• **Aim**
Copy these lines word for word, starting at the line that contains "the theatre entrance" and continuing through the end of the records.

Object location labeling data:

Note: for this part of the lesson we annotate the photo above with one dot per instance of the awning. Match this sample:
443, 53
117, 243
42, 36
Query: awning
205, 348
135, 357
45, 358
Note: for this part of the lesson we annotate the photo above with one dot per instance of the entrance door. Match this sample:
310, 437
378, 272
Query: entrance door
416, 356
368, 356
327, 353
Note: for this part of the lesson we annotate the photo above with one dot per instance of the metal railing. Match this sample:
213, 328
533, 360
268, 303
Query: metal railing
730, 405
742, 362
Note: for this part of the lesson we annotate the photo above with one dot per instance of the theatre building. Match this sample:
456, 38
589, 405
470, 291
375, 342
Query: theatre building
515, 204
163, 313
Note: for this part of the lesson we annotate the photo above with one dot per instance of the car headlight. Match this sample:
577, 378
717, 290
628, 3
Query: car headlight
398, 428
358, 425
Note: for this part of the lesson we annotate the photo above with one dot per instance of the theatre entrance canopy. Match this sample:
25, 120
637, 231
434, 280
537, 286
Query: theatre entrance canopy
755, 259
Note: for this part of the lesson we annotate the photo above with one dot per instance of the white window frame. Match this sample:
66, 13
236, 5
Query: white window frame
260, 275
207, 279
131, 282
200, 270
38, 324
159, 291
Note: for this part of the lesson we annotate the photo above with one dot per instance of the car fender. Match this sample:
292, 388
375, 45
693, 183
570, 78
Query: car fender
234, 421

• **Task response**
Note: for this part of the lesson we annotate the photo above with one dot per instance of the theatre entrance canopy. Match this sample:
25, 120
637, 231
434, 280
537, 286
Query: theatre entrance canopy
755, 259
Note: for this part of the lesson we annotate the photo above with one dot per instance of the white window frame. Match this sample:
66, 13
236, 5
Query: white window frame
260, 275
207, 279
131, 282
200, 270
38, 324
159, 291
Note: for this part of the lesson we annotate the photo above with one dot per instance of the car fender. Match this sample:
292, 388
375, 45
693, 183
570, 78
Query: car fender
234, 421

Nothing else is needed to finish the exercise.